■ Exercise brief ■
Gather every line from the data below that contains the string "wheel", matching case exactly.

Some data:
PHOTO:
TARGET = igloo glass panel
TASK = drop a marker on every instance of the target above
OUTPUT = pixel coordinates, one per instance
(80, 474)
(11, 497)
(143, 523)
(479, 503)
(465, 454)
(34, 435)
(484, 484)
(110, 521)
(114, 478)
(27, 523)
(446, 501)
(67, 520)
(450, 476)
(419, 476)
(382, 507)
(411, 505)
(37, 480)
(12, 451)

...

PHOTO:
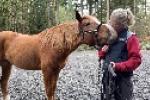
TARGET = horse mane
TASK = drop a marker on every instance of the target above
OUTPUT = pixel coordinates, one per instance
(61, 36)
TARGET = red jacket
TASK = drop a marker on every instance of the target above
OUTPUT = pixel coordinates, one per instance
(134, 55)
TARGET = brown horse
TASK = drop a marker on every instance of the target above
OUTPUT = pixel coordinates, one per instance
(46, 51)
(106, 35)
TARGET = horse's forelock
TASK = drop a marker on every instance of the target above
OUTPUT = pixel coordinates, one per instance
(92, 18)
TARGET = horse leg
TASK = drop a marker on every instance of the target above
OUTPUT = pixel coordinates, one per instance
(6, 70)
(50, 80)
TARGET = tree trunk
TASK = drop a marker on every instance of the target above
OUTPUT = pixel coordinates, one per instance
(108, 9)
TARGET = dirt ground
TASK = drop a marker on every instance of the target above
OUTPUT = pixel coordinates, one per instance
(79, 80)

---

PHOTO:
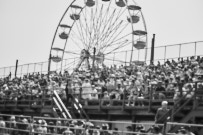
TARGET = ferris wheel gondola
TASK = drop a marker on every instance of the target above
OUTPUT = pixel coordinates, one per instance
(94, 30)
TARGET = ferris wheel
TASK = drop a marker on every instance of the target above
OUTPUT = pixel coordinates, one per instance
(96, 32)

■ Solution to this task ■
TARGET = ferris wheel gondola
TARGET = ferris wheel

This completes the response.